● **Source passage**:
Apratim, there are several reasons why I don't like DRIPS as investments. (Chuz earlier alluded to one of them):

1. If you have a DRIP in a taxable account, over time you can expect it to perform less well, other things equal, than a pure growth stock that doesn't pay dividends. Suppose we have two stocks, DELL A and DELL B. DA is a pure growth stock whereas DB pays a dividend. (say $1 per qtr.) Initially, both stocks trade at $65. On ex-dividend date, the market price of DB will fall to $64. If you own DB you will now have $64 securities plus $.61 in cash, once you have paid your income taxes. (this assumes your marginal tax bracket is .39).

Granted, you can purchase additional stock with the $.61 but your investment is still is worth only $64.61. (Okay - $64.68 if we assume you purchase additional shares w/o commision and at a 10% discount.)

Unless this is a tax sheltered account, you would have been better off to invest your funds in a pure growth stock so that all returns are capital gains.

2. I don't see any bona fide economic benefit (efficiency gain) in a firm sending money to shareholders in one envelope, only to have it sent back in another. Isn't there a freight charge to be collected here? Isn't this what the Federal gov't in Washington D.C. does to taxpayers in the various states (i.e., subsidies to States)?

Can't you do better than DRIPS simply by investing your money in growth stocks? The only way I can see a DRIP being better is if you hold the investment in a tax shelter, and the firm is willing to give you discounts, and the value of the discounts exceeds the drag on the firm's earnings which are a result of the program's costs.

Stored dataset records
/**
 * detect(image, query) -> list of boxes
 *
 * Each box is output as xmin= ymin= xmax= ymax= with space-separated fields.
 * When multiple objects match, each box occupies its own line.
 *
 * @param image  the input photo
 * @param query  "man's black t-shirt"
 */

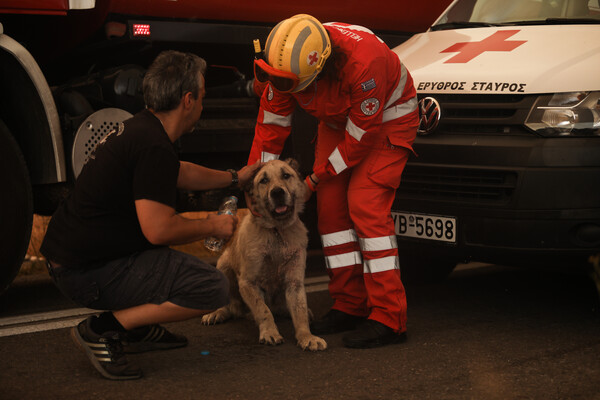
xmin=41 ymin=110 xmax=179 ymax=268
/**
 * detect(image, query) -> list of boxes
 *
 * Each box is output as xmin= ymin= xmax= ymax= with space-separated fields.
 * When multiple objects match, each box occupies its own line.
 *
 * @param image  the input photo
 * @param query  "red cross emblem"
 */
xmin=440 ymin=30 xmax=527 ymax=64
xmin=360 ymin=97 xmax=379 ymax=115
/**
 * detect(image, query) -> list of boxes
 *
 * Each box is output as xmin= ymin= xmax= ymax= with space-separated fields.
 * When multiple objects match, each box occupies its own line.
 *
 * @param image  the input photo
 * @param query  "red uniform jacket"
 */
xmin=248 ymin=22 xmax=417 ymax=180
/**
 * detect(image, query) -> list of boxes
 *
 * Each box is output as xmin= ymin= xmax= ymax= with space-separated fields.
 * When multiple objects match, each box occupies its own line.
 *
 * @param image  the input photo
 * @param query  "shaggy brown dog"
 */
xmin=202 ymin=159 xmax=327 ymax=351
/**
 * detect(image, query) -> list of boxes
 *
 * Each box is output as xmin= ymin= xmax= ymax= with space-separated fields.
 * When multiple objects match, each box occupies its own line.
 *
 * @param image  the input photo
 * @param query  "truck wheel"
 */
xmin=399 ymin=251 xmax=457 ymax=284
xmin=0 ymin=120 xmax=33 ymax=293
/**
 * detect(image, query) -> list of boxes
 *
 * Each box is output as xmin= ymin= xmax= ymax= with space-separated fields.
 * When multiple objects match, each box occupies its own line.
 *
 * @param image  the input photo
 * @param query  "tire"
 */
xmin=0 ymin=120 xmax=33 ymax=293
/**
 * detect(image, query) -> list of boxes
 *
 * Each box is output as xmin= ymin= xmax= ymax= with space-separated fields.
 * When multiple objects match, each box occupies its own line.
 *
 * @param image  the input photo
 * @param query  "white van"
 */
xmin=392 ymin=0 xmax=600 ymax=278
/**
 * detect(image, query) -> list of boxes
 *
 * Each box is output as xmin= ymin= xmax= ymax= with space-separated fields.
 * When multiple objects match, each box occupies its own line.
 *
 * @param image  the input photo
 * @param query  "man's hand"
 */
xmin=207 ymin=214 xmax=238 ymax=240
xmin=238 ymin=161 xmax=265 ymax=189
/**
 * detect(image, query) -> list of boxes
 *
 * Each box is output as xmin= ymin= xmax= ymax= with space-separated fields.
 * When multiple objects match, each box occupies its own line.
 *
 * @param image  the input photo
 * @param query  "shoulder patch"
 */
xmin=360 ymin=97 xmax=379 ymax=115
xmin=267 ymin=84 xmax=273 ymax=101
xmin=360 ymin=78 xmax=377 ymax=92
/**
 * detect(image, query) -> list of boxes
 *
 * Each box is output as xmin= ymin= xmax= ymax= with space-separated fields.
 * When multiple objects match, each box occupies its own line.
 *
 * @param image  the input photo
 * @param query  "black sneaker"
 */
xmin=342 ymin=319 xmax=407 ymax=349
xmin=123 ymin=324 xmax=188 ymax=353
xmin=71 ymin=317 xmax=142 ymax=380
xmin=310 ymin=308 xmax=365 ymax=335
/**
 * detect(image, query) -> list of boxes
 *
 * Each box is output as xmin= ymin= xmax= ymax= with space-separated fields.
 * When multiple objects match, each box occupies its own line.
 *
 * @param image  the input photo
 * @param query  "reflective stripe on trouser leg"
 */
xmin=315 ymin=124 xmax=368 ymax=316
xmin=348 ymin=141 xmax=408 ymax=332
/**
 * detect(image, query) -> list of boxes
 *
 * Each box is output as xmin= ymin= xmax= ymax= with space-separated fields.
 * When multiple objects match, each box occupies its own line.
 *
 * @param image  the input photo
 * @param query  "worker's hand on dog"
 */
xmin=238 ymin=161 xmax=264 ymax=189
xmin=208 ymin=214 xmax=238 ymax=240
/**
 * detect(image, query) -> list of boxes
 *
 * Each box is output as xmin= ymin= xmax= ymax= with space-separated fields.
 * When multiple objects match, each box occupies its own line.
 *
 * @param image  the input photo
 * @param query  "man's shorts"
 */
xmin=47 ymin=247 xmax=229 ymax=310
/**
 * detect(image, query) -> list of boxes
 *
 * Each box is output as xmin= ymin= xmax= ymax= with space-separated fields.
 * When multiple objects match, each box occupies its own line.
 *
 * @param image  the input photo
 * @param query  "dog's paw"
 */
xmin=298 ymin=334 xmax=327 ymax=351
xmin=202 ymin=310 xmax=227 ymax=325
xmin=258 ymin=329 xmax=284 ymax=346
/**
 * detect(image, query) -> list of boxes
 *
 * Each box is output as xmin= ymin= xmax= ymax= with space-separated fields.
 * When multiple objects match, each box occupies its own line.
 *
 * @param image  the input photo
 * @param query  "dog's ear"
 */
xmin=285 ymin=158 xmax=300 ymax=175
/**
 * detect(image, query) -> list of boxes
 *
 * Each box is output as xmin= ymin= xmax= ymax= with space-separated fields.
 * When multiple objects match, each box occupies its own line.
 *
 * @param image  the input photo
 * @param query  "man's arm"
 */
xmin=177 ymin=161 xmax=262 ymax=190
xmin=135 ymin=198 xmax=238 ymax=246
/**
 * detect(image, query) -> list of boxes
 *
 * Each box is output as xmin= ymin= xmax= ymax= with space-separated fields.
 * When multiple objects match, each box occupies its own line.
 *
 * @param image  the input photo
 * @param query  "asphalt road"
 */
xmin=0 ymin=265 xmax=600 ymax=400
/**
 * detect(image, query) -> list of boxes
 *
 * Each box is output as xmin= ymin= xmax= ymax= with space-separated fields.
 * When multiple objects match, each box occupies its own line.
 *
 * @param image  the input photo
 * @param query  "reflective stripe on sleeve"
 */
xmin=383 ymin=60 xmax=408 ymax=110
xmin=381 ymin=97 xmax=419 ymax=123
xmin=321 ymin=229 xmax=357 ymax=247
xmin=346 ymin=118 xmax=367 ymax=142
xmin=260 ymin=151 xmax=279 ymax=162
xmin=358 ymin=235 xmax=398 ymax=251
xmin=263 ymin=110 xmax=292 ymax=128
xmin=329 ymin=147 xmax=348 ymax=174
xmin=325 ymin=251 xmax=362 ymax=269
xmin=363 ymin=256 xmax=400 ymax=274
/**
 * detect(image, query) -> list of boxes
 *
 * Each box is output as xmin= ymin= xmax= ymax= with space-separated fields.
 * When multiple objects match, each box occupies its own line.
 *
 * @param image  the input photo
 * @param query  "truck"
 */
xmin=0 ymin=0 xmax=449 ymax=293
xmin=393 ymin=0 xmax=600 ymax=282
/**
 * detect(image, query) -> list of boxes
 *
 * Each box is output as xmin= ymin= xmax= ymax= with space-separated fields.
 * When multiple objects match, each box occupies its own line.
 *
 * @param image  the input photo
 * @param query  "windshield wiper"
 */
xmin=431 ymin=18 xmax=600 ymax=31
xmin=544 ymin=18 xmax=600 ymax=25
xmin=431 ymin=21 xmax=501 ymax=31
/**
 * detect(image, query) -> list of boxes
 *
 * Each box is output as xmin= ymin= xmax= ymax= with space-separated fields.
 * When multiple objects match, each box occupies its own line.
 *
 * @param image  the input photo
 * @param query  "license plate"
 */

● **What is asked**:
a) Answer these questions from the post on dividend reinvestment plans:
(i) At what price do both example stocks initially trade?
(ii) What marginal tax bracket does the example assume?
(iii) Whose practice does the writer compare to a firm sending money out in one envelope only to have it sent back in another?
b) Write out the stored dataset records in the stretch from their start through the line that contains "xmin=202 ymin=159 xmax=327 ymax=351", including both ends. Keep the requests unchanged, multiply every bounding-box coordinate in the answers by 1.9, round each result to a whole number with halves rounded up, and leave out the pictures.

● **Answers for the exercise**:
a)
(i) Both stocks initially trade at $65.
(ii) It assumes a marginal tax bracket of .39.
(iii) The writer compares it to what the Federal government in Washington D.C. does to taxpayers in the various states.

b)
/**
 * detect(image, query) -> list of boxes
 *
 * Each box is output as xmin= ymin= xmax= ymax= with space-separated fields.
 * When multiple objects match, each box occupies its own line.
 *
 * @param image  the input photo
 * @param query  "man's black t-shirt"
 */

xmin=78 ymin=209 xmax=340 ymax=509
/**
 * detect(image, query) -> list of boxes
 *
 * Each box is output as xmin= ymin= xmax= ymax= with space-separated fields.
 * When multiple objects match, each box occupies its own line.
 *
 * @param image  the input photo
 * @param query  "red cross emblem"
 */
xmin=836 ymin=57 xmax=1001 ymax=122
xmin=684 ymin=184 xmax=720 ymax=219
/**
 * detect(image, query) -> list of boxes
 *
 * Each box is output as xmin= ymin= xmax= ymax= with space-separated fields.
 * When multiple objects match, each box occupies its own line.
 *
 * @param image  the input photo
 * @param query  "red uniform jacket"
 */
xmin=471 ymin=42 xmax=792 ymax=342
/**
 * detect(image, query) -> list of boxes
 *
 * Each box is output as xmin= ymin= xmax= ymax= with space-separated fields.
 * When multiple objects match, each box occupies its own line.
 *
 * @param image  the input photo
 * @param query  "shaggy brown dog"
 */
xmin=384 ymin=302 xmax=621 ymax=667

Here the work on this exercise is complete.